**Reading text:**
###
[Dragonball Z] Saiyan Birds and Bees

Totally forgot about Tarbles. :oops:

On a totally random note, I kind of wonder why Vegata didn't ask to borrow Trunks time machine to go save a couple Saiyans.
 
Vaermina said:
Totally forgot about Tarbles. :oops:

On a totally random note, I kind of wonder why Vegata didn't ask to borrow Trunks time machine to go save a couple Saiyans.
It would be hilarious if he thought about it like 5 minutes after Trunks left.
 
I still say he should have just wished humanity into becoming saiyans that way he can claim that his human allies are worth calling such.
 
AndrewJTalon said:
There could be thousands... Hell, maybe millions at this point. All across the galaxy.
Considering they died like 30 years ago and there were originally a few thousands before most were erradicated i'm guessing docens at best.
 
- - - - - -

Vegeta glared at his son. His son glared back. The gravity room controls were on 1, as the woman had bitched about her baby not being able to take high gees. Well why leave him with him in the first place? She was just doing it to get on his nerves.

"So... Named you Trunks. That's a girl's name," Vegeta pronounced. Trunks glared at him. Vegeta glared right back. "Hmph! Well, clearly we're gonna have to start you early, so you don't become a total pussy." He scowled. "However! That woman has turned off the GR controls so I cannot train you properly!"

"Bah," Trunks responded. Vegeta nodded, showing some pride.

"At least you have the proper spirit about that! Yes... Until then though!" Vegeta sat down, and pulled out a controller. He typed a few controls on the panel, and the holowindow appeared. "We shall use simulators!" He smirked at his son. "Now you will see how a Saiyan Prince comports himself through battles! Whether real, or simulated, you will give it your all! And you will triumph!"

"Dah!" Trunks said, as though agreeing. Vegeta liked to think his son was, and he felt a tiny bit of pride for his little bastard.

"Now then... What game is worthy for the Prince of All Saiyans?" Vegeta asked. "Aha! Bat... Man... Arkham... Asylum? All right! Batman is the closest thing these pitiful humans have to a Saiyan! That Superman is just a boring pansy ass goody two shoes," he informed his son. "Fuck Superman. Batman is where it's at."

"Fuck," Trunks managed. Vegeta laughed.

"HA! First word! And I taught you it! Won't the woman be so jealous? Now let us begin...!"
###
**Data shown:**
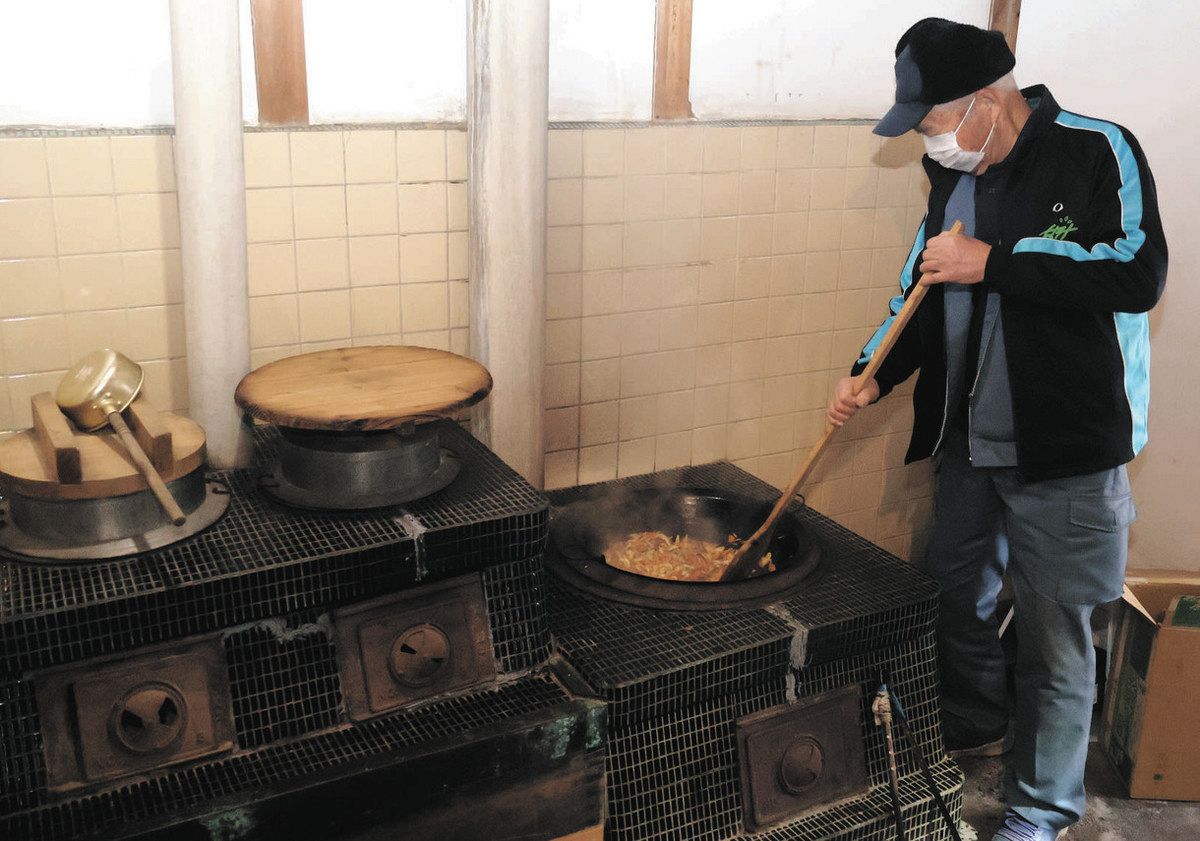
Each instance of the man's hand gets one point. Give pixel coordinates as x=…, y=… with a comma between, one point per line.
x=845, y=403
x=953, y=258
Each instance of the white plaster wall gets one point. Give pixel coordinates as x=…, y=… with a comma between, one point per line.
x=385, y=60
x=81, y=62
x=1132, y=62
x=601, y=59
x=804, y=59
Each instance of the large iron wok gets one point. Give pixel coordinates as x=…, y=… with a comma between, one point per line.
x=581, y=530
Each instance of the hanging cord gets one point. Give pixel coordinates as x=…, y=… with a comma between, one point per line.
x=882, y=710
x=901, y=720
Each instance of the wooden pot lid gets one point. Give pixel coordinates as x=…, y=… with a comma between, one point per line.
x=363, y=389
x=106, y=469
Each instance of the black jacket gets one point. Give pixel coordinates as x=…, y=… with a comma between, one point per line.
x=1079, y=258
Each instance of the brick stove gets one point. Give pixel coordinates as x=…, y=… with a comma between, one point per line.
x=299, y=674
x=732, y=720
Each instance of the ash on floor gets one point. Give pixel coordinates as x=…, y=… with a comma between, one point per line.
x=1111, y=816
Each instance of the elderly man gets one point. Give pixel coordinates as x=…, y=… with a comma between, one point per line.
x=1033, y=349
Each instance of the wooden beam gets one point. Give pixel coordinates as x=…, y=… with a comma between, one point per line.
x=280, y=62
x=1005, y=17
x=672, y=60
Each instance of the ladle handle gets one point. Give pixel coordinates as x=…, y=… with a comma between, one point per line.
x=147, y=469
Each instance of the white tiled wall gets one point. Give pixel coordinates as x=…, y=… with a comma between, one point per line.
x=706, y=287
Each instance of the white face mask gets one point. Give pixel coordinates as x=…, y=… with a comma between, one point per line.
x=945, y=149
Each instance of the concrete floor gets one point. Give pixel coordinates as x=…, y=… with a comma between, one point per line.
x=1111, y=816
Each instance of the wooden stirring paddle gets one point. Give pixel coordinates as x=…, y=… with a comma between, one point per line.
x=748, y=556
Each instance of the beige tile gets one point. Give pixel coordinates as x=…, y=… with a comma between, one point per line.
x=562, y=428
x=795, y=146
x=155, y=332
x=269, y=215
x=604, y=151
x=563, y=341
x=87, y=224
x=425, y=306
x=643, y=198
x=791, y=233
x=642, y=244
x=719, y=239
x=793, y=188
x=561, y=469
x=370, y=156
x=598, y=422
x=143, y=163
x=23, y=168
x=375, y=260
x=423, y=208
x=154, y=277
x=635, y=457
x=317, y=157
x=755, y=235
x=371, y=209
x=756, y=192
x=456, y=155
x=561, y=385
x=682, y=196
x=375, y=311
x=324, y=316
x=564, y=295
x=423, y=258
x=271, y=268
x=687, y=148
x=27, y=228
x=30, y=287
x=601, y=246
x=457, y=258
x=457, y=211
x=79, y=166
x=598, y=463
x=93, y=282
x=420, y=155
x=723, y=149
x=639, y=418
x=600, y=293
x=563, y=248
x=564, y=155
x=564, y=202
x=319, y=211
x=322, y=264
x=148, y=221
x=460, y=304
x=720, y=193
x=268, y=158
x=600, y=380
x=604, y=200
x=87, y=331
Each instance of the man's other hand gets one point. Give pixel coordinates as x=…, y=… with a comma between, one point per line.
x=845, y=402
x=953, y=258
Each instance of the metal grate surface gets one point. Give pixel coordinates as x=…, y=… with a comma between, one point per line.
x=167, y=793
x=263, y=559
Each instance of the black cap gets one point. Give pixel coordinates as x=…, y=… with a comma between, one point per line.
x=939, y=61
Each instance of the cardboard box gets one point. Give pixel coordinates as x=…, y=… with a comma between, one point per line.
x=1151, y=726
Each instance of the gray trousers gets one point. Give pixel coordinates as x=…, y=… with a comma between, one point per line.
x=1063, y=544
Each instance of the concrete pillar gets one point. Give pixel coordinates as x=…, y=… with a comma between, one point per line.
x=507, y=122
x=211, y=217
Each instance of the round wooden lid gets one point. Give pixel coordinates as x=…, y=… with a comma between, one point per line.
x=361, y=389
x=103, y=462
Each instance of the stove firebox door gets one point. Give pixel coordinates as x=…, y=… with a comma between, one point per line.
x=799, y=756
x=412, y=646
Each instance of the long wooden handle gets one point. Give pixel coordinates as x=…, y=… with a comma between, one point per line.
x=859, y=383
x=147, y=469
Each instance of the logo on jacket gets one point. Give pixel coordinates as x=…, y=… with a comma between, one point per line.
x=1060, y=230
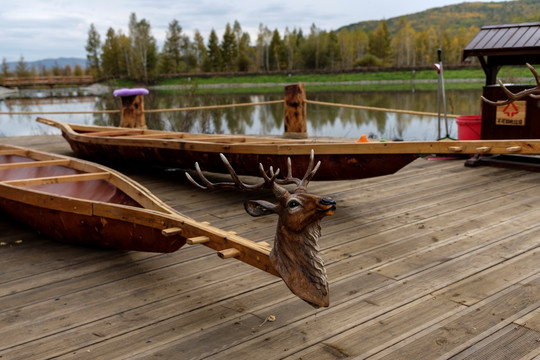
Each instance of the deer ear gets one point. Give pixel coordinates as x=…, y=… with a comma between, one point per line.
###
**What to do:** Quote everything in the Dragonball Z thread from "[Dragonball Z] Saiyan" down to "after Trunks left.".

**Task answer:**
[Dragonball Z] Saiyan Birds and Bees

Totally forgot about Tarbles. :oops:

On a totally random note, I kind of wonder why Vegata didn't ask to borrow Trunks time machine to go save a couple Saiyans.
 
Vaermina said:
Totally forgot about Tarbles. :oops:

On a totally random note, I kind of wonder why Vegata didn't ask to borrow Trunks time machine to go save a couple Saiyans.
It would be hilarious if he thought about it like 5 minutes after Trunks left.